• _What is required_
Copy out every line of the data exactly; do not include the images.

[Image point grounding data]
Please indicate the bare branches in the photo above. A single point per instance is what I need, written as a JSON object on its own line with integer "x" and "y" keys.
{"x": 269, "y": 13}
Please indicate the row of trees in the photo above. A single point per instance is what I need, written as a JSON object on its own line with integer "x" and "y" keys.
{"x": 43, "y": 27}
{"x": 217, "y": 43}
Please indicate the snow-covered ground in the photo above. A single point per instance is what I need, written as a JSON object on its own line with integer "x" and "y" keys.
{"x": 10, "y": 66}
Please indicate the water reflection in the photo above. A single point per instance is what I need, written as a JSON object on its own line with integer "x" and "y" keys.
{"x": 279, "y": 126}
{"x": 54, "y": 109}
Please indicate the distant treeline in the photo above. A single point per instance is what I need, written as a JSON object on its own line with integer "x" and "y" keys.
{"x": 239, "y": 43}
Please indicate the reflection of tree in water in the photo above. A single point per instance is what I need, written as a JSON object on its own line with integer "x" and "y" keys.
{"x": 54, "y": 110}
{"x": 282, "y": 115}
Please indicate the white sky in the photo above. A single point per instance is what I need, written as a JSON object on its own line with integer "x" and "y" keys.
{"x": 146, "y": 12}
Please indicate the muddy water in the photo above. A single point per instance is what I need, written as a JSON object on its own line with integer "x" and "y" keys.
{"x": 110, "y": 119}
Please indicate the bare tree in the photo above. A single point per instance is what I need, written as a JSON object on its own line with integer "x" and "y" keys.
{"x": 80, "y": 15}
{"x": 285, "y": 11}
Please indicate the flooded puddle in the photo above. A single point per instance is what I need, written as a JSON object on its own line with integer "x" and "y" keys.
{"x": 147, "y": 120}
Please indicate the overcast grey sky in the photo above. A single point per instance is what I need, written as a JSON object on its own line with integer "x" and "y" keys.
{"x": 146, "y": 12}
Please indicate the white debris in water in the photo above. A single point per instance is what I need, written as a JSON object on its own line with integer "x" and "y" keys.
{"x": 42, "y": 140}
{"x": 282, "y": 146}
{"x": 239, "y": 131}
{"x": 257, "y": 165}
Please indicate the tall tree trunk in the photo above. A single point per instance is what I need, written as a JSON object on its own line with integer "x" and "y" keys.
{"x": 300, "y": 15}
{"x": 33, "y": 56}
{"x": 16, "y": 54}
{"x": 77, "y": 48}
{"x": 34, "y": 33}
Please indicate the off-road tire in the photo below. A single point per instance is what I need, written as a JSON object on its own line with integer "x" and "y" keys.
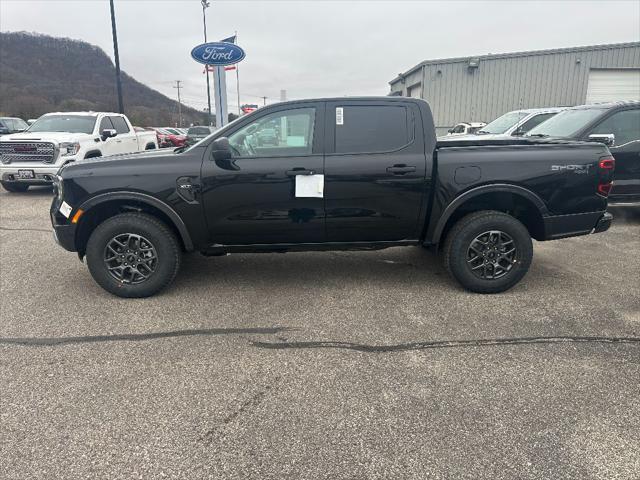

• _Answer box_
Please indicate the bare branches in the photo above. A single point per instance is what I need, written as a JSON object on its own line with integer "x" and "y" keys.
{"x": 269, "y": 13}
Please indicate the row of trees in the photo above. A single point per instance is what I need, written as a JSON object on its own line with integer "x" and "y" keys.
{"x": 43, "y": 27}
{"x": 217, "y": 43}
Please indicate the snow-covered ground in the photo above. A single point per instance is what I need, written as a JSON object on its own line with integer "x" and "y" keys.
{"x": 10, "y": 66}
Please indicate the water reflection in the photo above. A single point per instance is what I need, written as a JSON object on its own line with integer "x" and "y" keys.
{"x": 279, "y": 126}
{"x": 54, "y": 109}
Please indicate the distant treeline in the photo above. A single point per instance is what I need, written as a JSON object on its own line with integer "x" and "y" keys.
{"x": 239, "y": 43}
Please indicate the reflection of tree in water in the photo above. A single point per instance is what I need, written as a JSON object on its own line with integer "x" and "y" keys.
{"x": 54, "y": 110}
{"x": 282, "y": 115}
Please indicate the white sky in the photo above. A single point per instance is what I need, written as a JSON object on its own line with integer "x" and "y" keys.
{"x": 146, "y": 12}
Please indicate the muddy water in the photo above. A single point per instance is what I need, written as a JSON object on its own line with integer "x" and "y" keys.
{"x": 110, "y": 119}
Please indicate the bare tree in the photo above. A single point per instance is what I need, written as a JSON object on its own line with integer "x" and "y" keys.
{"x": 80, "y": 15}
{"x": 285, "y": 11}
Please indicate the flooded puddle in the photo above. A single point per instance is what I need, written as a JSON object on its own line with integer "x" and "y" keys.
{"x": 147, "y": 120}
Please indicate the overcast grey sky in the photo above. A single point per instance is what I need, written as a JSON object on its own line with integer "x" and "y" keys.
{"x": 146, "y": 12}
Please indicate the white debris in water in the photo above. A single point per instance is what I need, written as a JSON object on its own line with integer "x" and "y" keys.
{"x": 42, "y": 140}
{"x": 282, "y": 146}
{"x": 239, "y": 131}
{"x": 257, "y": 165}
Please indicate the tall tree trunk in the photo above. A single point per instance is what I need, written as a JSON object on its own line with integer "x" and "y" keys.
{"x": 300, "y": 15}
{"x": 33, "y": 56}
{"x": 16, "y": 54}
{"x": 77, "y": 48}
{"x": 34, "y": 33}
Please indicate the off-road tire in the photo below. A single point per instance is what I need, written as a JSON object on its own line with integer "x" and "y" keys.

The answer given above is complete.